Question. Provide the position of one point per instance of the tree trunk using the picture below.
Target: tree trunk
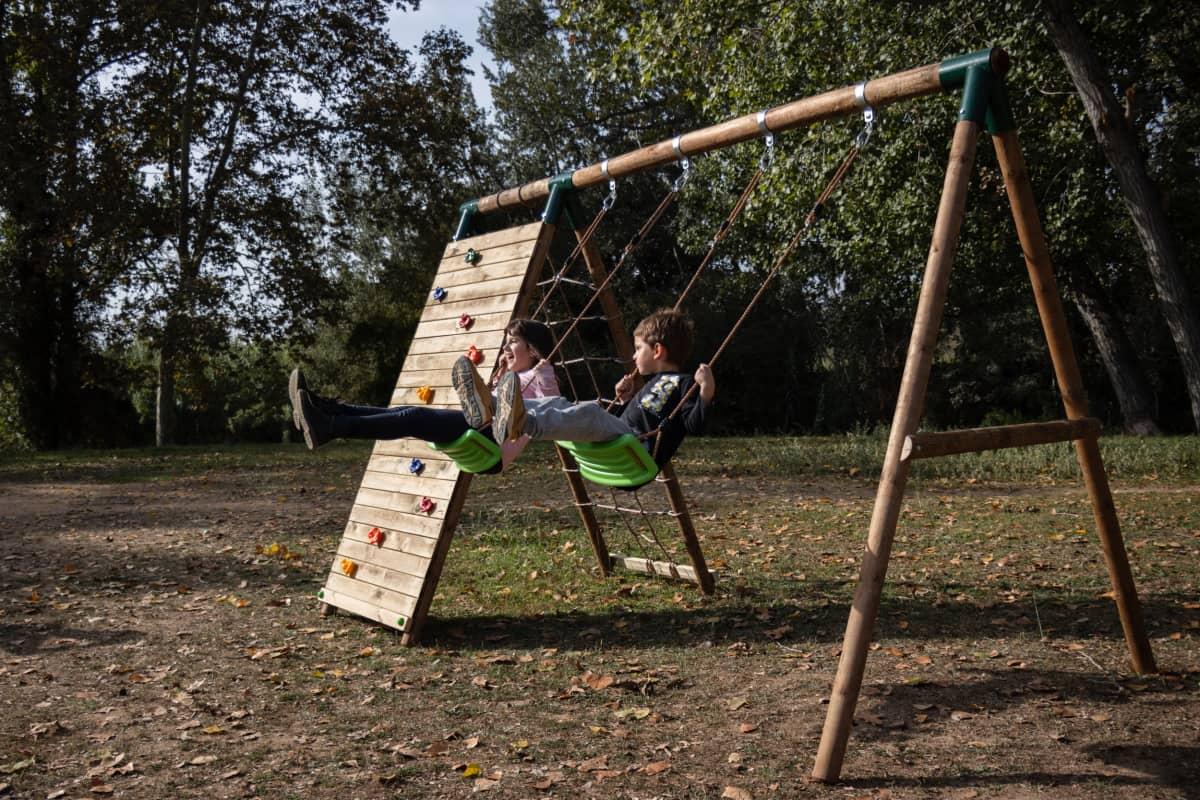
(1116, 352)
(1120, 146)
(165, 401)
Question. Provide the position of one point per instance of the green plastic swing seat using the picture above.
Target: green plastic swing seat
(621, 463)
(472, 451)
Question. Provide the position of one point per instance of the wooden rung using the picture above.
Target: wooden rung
(948, 443)
(660, 569)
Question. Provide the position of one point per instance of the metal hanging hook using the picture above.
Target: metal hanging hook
(612, 186)
(679, 182)
(864, 136)
(612, 196)
(768, 139)
(684, 163)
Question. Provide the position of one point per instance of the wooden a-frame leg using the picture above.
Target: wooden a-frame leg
(1062, 353)
(679, 507)
(587, 510)
(894, 476)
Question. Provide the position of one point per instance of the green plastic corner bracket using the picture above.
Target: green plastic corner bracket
(467, 212)
(978, 74)
(561, 186)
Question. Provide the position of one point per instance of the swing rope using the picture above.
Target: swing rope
(667, 199)
(784, 256)
(588, 233)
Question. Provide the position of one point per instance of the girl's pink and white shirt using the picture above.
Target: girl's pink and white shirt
(535, 382)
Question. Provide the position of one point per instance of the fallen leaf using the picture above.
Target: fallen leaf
(16, 767)
(593, 764)
(635, 714)
(598, 681)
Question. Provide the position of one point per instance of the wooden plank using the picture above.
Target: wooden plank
(658, 569)
(501, 302)
(397, 603)
(479, 290)
(399, 577)
(485, 242)
(413, 566)
(511, 268)
(432, 361)
(372, 571)
(365, 608)
(397, 501)
(393, 481)
(487, 341)
(492, 320)
(443, 470)
(396, 540)
(435, 378)
(409, 523)
(409, 449)
(443, 397)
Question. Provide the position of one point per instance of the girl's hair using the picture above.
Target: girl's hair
(535, 334)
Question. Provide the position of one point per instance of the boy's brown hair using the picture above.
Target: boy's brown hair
(671, 329)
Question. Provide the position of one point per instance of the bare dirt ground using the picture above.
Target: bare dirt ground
(153, 644)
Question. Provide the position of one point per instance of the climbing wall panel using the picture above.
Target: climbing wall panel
(394, 545)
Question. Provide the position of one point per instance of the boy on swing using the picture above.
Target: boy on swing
(661, 343)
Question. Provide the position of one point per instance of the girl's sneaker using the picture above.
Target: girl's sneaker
(473, 395)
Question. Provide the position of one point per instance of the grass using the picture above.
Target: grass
(1173, 458)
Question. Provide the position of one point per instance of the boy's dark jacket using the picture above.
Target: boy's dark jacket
(654, 403)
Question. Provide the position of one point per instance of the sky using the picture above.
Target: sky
(408, 26)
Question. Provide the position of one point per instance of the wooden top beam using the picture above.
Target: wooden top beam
(839, 102)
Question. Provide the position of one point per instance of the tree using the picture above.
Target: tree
(1120, 145)
(861, 286)
(72, 210)
(244, 104)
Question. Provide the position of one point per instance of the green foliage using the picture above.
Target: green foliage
(859, 282)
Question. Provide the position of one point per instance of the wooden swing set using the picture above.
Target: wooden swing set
(403, 518)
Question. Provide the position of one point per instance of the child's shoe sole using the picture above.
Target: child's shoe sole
(295, 383)
(510, 409)
(473, 395)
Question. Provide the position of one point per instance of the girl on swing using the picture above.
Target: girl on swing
(661, 343)
(522, 366)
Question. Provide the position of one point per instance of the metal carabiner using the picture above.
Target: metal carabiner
(612, 194)
(768, 156)
(864, 136)
(679, 182)
(768, 138)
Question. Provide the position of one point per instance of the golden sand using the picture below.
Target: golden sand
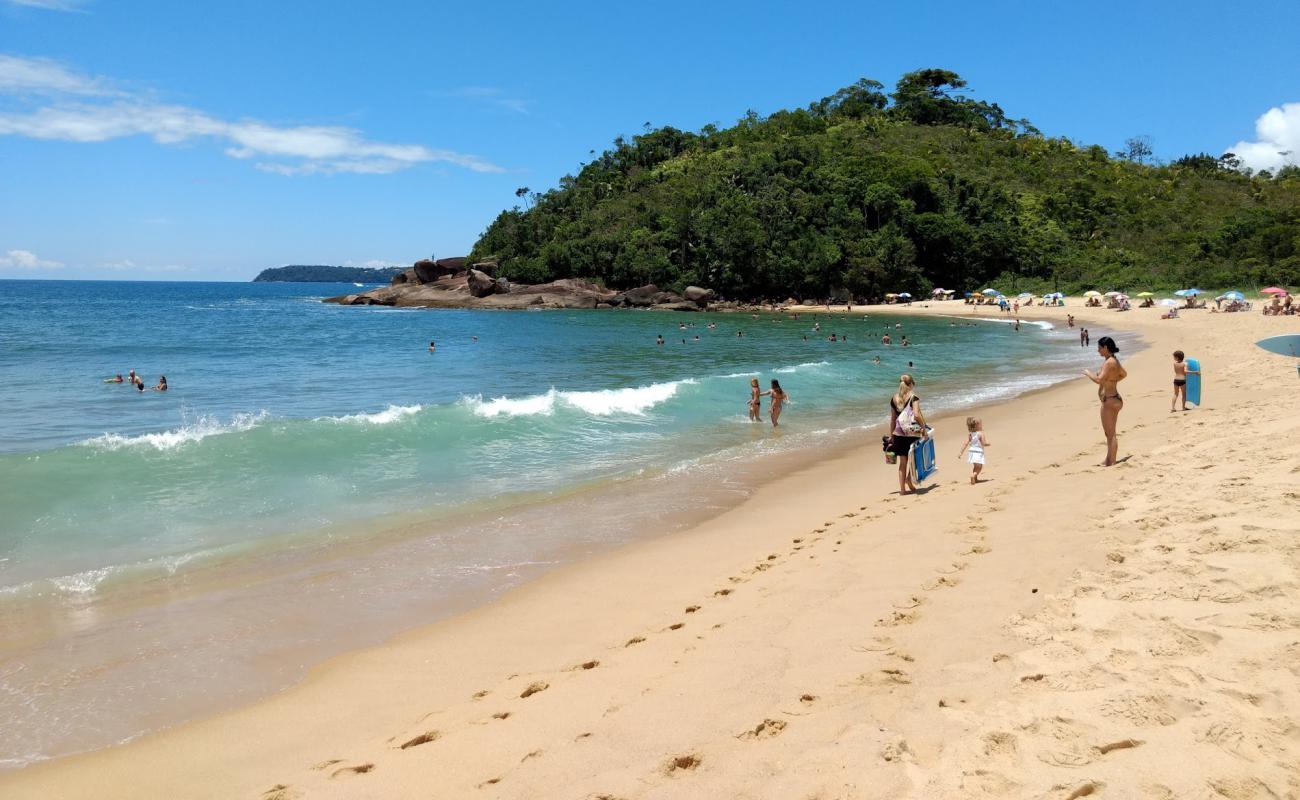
(1064, 630)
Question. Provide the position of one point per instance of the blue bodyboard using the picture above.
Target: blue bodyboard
(922, 459)
(1194, 381)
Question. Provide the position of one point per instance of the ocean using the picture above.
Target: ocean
(317, 479)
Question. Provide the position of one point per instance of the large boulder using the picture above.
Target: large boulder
(636, 298)
(480, 284)
(428, 271)
(697, 295)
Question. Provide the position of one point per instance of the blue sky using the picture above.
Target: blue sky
(185, 141)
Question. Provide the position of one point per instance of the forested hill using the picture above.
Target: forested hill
(866, 193)
(320, 273)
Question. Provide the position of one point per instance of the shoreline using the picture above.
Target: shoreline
(588, 610)
(291, 661)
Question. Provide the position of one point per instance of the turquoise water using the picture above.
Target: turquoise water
(294, 426)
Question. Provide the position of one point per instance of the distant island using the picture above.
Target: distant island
(324, 273)
(863, 193)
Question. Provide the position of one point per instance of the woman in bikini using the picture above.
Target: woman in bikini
(901, 440)
(779, 398)
(1108, 392)
(755, 405)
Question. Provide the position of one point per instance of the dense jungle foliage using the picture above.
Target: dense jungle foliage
(865, 193)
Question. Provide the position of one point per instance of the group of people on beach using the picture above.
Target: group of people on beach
(135, 380)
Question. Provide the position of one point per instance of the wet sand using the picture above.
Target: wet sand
(1062, 630)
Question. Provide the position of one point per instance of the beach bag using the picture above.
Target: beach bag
(906, 423)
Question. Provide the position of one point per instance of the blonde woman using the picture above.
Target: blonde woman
(908, 426)
(755, 403)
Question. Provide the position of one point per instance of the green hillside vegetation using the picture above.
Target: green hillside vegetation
(324, 273)
(865, 193)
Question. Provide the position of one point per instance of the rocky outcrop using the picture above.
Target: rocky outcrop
(697, 295)
(455, 292)
(480, 284)
(475, 288)
(641, 297)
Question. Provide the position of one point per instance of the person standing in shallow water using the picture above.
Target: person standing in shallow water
(779, 398)
(1108, 392)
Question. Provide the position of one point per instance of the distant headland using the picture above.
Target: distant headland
(323, 273)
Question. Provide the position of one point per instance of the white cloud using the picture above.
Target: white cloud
(297, 150)
(26, 259)
(1277, 139)
(55, 5)
(488, 95)
(43, 76)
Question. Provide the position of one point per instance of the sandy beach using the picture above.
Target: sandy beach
(1062, 630)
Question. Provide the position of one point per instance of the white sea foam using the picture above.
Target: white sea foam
(505, 406)
(798, 367)
(169, 440)
(605, 402)
(637, 400)
(380, 418)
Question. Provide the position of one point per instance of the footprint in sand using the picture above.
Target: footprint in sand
(766, 729)
(360, 769)
(533, 688)
(897, 618)
(425, 738)
(683, 764)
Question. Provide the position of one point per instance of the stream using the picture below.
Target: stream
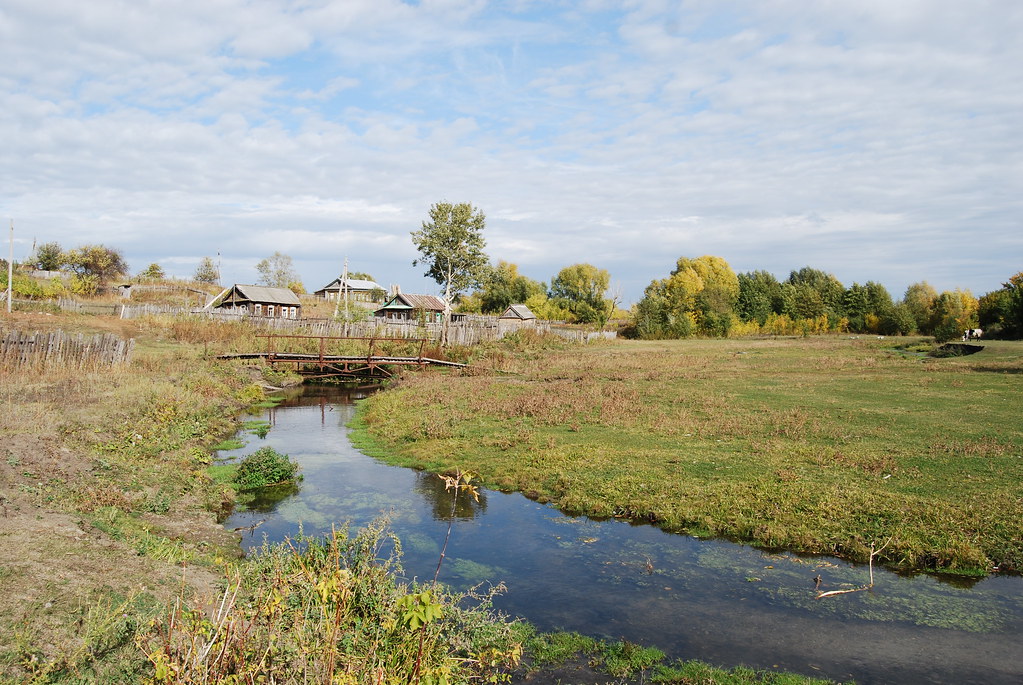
(713, 600)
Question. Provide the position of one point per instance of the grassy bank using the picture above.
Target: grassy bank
(116, 568)
(818, 445)
(105, 509)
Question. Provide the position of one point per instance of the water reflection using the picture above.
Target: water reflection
(713, 600)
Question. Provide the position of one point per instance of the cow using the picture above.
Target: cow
(972, 333)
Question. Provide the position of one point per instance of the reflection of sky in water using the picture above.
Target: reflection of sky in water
(711, 600)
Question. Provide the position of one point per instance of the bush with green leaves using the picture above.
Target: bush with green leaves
(265, 466)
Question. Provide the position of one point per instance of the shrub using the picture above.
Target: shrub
(265, 466)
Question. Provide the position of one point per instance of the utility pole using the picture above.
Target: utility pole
(10, 268)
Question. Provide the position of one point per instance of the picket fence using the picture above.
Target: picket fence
(64, 350)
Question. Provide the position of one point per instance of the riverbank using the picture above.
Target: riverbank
(105, 512)
(826, 445)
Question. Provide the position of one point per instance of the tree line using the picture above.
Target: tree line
(703, 295)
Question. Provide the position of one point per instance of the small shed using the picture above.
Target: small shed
(272, 303)
(404, 307)
(357, 289)
(518, 313)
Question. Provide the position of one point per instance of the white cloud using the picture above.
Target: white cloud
(877, 140)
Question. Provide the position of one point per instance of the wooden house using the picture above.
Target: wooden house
(518, 314)
(272, 303)
(356, 288)
(404, 307)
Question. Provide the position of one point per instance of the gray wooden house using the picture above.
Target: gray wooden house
(262, 301)
(357, 289)
(404, 307)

* WHAT IS NEEDED
Only the lines from the one that contains "fence using the picture above." through the last line should be repeated, each exactly as it stands, with both ends included.

* RESULT
Question. Provide the position of one point per instance of the picket fence using the picture above.
Target: picket fence
(64, 350)
Question. Provide the position of one point per instance of the riverbank using the picture above.
Target: riverbank
(105, 512)
(826, 445)
Question. Provide the position of one point per instance of the tree line using the picture above.
Target: tree line
(703, 295)
Question. Provide the position of one point per instance of the small shed using the picture above.
Target: small shed
(272, 303)
(404, 307)
(357, 289)
(518, 313)
Question. Provide the position of one point per instance of the white cloud using the picture above.
Target: white cloud
(877, 140)
Question. Provide the position of one point per instance of the wooden house using the picture above.
Target: wooden house
(518, 314)
(272, 303)
(356, 288)
(404, 307)
Question. Provide the position of one point per instance of the gray wooden house using the picture above.
Target: gray wooden house
(262, 301)
(357, 289)
(404, 307)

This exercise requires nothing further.